In the entries below, count every line with the word "cleat". Return only the count.
━━━ Data supplied
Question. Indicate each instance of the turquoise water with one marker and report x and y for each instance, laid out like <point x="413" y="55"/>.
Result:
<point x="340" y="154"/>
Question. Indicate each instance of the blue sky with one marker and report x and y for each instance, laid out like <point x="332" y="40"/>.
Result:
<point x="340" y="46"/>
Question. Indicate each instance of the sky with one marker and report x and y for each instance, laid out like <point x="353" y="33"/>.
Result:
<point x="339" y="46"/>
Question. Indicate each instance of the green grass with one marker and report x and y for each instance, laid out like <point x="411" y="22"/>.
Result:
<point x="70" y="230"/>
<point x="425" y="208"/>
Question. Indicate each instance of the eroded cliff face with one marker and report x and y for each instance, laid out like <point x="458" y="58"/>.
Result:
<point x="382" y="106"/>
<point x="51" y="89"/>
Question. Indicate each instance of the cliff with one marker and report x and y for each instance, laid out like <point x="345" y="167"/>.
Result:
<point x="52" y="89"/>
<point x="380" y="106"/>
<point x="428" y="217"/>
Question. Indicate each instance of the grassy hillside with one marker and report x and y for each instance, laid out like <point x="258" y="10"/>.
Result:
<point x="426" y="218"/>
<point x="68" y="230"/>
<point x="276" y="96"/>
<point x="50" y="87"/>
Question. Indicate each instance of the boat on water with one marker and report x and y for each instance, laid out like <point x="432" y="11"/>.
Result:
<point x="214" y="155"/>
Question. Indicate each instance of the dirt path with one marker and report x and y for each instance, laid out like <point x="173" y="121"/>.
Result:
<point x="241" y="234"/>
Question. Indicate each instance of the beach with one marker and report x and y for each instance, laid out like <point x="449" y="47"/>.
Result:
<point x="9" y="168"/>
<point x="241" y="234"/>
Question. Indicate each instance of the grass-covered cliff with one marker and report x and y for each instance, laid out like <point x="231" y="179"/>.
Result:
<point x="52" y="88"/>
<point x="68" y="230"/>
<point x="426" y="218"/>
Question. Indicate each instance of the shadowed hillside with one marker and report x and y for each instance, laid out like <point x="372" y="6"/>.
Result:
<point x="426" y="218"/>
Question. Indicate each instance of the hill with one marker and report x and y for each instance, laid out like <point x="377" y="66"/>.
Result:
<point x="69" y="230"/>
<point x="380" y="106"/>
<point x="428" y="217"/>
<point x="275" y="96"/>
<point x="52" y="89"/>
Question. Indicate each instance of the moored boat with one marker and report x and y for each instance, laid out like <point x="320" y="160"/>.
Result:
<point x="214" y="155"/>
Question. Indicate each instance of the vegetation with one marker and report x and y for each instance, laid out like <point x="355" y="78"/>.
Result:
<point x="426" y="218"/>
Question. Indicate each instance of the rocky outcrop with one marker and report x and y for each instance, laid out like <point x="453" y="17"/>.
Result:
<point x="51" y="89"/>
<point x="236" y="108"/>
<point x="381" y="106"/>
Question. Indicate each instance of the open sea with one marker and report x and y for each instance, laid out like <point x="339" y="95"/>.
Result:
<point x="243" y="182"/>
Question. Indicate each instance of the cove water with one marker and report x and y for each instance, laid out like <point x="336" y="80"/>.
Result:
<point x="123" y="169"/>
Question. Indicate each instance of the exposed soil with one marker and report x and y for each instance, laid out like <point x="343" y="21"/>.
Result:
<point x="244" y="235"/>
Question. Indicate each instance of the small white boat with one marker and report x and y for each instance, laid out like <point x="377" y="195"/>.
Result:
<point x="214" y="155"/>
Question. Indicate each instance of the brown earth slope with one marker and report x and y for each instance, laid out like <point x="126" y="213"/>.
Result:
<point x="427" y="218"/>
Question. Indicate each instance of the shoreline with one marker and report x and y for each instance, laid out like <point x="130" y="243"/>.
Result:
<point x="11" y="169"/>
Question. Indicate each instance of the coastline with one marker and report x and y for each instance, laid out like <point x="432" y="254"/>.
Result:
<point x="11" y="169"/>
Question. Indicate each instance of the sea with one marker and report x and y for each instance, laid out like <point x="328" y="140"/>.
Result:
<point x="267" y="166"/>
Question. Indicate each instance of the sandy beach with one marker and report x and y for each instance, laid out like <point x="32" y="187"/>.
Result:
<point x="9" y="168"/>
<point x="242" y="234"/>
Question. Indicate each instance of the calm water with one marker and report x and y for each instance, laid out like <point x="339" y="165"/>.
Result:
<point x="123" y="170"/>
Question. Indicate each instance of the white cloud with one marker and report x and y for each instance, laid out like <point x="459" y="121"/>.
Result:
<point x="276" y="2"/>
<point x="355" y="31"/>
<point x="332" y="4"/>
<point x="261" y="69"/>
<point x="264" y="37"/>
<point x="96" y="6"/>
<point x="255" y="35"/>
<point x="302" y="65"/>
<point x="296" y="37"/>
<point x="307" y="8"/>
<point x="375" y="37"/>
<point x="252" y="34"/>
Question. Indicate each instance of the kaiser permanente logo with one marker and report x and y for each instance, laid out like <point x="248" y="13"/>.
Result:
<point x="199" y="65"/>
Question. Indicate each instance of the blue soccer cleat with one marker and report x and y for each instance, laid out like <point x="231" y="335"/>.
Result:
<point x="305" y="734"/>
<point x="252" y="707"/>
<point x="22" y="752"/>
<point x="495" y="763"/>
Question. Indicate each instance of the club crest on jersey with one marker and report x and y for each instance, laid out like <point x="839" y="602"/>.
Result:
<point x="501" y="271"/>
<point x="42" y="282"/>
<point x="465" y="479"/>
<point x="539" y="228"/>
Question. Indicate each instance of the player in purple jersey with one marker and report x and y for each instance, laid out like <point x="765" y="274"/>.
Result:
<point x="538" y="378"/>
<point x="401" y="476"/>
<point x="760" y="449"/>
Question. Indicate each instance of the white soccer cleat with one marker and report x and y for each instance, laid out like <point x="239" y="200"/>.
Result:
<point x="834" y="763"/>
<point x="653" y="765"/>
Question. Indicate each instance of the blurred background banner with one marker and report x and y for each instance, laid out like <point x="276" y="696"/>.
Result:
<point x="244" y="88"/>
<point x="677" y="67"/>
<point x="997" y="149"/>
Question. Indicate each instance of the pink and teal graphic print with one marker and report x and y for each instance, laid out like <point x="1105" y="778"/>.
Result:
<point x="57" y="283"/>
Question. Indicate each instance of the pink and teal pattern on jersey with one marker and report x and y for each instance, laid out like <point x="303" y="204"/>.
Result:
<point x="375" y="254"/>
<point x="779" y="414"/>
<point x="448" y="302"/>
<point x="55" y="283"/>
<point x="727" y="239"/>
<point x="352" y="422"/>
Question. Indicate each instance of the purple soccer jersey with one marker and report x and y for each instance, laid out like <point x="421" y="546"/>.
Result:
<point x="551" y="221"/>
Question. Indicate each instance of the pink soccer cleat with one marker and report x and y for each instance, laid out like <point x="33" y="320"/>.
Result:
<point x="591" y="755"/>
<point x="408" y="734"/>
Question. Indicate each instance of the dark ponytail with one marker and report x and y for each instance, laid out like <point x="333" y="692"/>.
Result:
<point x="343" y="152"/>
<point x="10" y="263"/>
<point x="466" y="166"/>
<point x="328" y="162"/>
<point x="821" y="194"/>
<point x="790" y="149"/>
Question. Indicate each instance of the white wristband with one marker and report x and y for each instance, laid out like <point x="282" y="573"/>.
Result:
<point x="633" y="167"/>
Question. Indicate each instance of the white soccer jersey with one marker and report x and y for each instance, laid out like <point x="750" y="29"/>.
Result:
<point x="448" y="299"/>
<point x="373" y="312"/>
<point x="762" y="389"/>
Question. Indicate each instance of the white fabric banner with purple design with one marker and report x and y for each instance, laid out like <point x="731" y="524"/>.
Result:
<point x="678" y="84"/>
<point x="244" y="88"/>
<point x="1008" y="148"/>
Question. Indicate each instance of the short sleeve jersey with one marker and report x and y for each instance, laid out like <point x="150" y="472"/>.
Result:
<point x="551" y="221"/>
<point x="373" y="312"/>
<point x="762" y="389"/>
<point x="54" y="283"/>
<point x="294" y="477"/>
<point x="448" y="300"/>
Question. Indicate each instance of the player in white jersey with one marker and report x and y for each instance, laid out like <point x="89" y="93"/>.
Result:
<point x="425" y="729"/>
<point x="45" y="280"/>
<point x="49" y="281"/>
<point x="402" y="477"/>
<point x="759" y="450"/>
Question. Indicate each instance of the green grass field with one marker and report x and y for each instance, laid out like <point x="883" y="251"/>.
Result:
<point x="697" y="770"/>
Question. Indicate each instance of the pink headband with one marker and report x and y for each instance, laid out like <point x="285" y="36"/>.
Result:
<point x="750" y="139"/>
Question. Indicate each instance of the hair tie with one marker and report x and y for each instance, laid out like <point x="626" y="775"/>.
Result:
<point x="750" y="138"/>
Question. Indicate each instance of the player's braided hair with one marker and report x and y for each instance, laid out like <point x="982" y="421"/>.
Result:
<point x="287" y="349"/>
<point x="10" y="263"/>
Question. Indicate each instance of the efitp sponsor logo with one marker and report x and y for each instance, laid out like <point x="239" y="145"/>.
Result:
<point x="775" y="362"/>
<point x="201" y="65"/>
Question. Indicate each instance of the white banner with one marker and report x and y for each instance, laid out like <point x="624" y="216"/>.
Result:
━━━━━━
Answer to the exercise => 3